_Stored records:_
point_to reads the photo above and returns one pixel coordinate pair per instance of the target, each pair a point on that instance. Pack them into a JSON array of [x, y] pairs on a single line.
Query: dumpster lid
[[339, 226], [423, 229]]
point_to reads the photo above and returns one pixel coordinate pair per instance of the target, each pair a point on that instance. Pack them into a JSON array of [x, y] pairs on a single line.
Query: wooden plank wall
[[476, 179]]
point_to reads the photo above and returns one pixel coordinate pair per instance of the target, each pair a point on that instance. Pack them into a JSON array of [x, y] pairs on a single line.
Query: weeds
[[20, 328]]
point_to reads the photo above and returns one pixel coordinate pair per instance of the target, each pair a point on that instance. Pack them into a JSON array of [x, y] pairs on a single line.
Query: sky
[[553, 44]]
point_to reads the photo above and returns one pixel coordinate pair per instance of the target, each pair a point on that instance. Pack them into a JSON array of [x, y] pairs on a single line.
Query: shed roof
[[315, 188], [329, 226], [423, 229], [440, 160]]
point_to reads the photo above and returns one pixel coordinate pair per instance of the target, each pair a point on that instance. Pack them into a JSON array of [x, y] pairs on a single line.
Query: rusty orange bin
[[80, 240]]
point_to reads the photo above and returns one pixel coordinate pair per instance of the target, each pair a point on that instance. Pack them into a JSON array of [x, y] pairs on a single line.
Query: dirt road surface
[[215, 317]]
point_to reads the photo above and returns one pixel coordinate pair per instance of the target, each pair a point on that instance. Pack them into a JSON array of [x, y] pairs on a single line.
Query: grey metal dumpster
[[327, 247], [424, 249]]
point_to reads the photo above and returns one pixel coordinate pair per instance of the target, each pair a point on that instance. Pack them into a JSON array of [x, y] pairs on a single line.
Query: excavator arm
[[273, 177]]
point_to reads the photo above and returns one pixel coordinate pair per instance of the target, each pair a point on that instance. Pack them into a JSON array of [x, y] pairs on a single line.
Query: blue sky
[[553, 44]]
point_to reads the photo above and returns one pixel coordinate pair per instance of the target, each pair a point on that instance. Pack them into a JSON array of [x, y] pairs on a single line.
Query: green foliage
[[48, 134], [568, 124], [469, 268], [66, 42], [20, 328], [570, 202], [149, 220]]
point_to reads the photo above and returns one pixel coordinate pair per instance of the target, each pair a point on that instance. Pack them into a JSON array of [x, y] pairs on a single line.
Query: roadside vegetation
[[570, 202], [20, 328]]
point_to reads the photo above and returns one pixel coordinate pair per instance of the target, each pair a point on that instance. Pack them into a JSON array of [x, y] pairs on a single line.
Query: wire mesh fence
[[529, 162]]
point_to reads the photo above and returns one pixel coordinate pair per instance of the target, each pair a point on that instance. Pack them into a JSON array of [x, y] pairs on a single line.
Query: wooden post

_Given request:_
Output each record precisely as given.

_Solved problem:_
point_to reads the photo above and returns one pixel coordinate pair per instance of the target, each pair a point on that instance. Pack them into a JSON array of [x, y] pairs on a single line.
Query: dumpster lid
[[339, 226], [423, 229]]
point_to reads the photo above and returns one pixel coordinate pair per instance of the target, each pair a point on that instance. Pack them into a JSON array of [x, y] pairs on a single line.
Query: wooden plank wall
[[476, 179]]
point_to reads the photo above and returns one pixel coordinate pair per instance of the target, each pair a point on that instance. Pack them into a JSON array of [x, y] pairs on a single line.
Query: weeds
[[20, 328]]
point_to reads the photo above and returns one pixel coordinate pair per instance of the target, each pair a point on that instance. Pack them into a JSON array of [x, y] pairs on a single line.
Query: sky
[[553, 44]]
point_to reads the photo above and returns one pixel coordinate pair per instance of the target, each pair a point on that instance. Pack them into a JSON array of [x, y] pairs on a single line.
Query: shed roof
[[315, 188], [329, 226], [423, 229], [440, 160]]
point_to reads the photo above and returns one pixel coordinate pair per instance of the target, each pair a point on that instance. Pack them into a JSON array of [x, y] pairs on a single line.
Query: rusty orange bin
[[80, 240]]
point_to reads the photo above and returns one pixel coordinate pair per instance of the target, each pair a point on that instance. Pack them into a JSON array of [x, y] pairs on a single line.
Query: dirt road surface
[[215, 317]]
point_to reads the photo above and returns one pixel coordinate pair per instance of the target, each pair a point on that instance. Pack them into a JSON array of [x, y] pairs on a single line.
Query: grey metal dumpster
[[327, 247], [424, 249]]
point_to reads the photo above and returns one pixel coordinate pair per instance of the target, each pair a point on that instance. Pack them into a JSON array of [x, y] pairs on a single line.
Query: excavator arm
[[273, 177]]
point_to reads the photo above and returns one pixel coordinate pair per instance of the target, each pair a point on that instance. Pack them into a JSON array of [x, y] pairs on a single line.
Query: blue sky
[[553, 44]]
point_to reads the photo above and returns one pixel coordinate pair per instance of the target, each pair a point on that instance. Pack them into a JSON array of [x, y] pairs on a single line.
Query: green foliage
[[48, 134], [568, 124], [469, 268], [66, 42], [20, 328], [570, 202], [149, 220]]
point_to reads the photo above and returns one pixel coordinate pair per instance of the target, each pair a point on that instance. Pack them into a JSON array of [x, y] pairs on a single line.
Query: roadside vegetation
[[570, 202], [20, 328]]
point_to reads the photo above and returns one pixel coordinate pair per instance of the target, each pair a point on that instance. Pack them into a JSON array of [x, y] pairs on a single line.
Query: wire mesh fence
[[529, 162]]
point_to reads the photo above and returns one pixel coordinate pair per instance of the target, each pair a point on that instance. Pack them into a JSON array of [x, y] pairs on a single line.
Query: wooden post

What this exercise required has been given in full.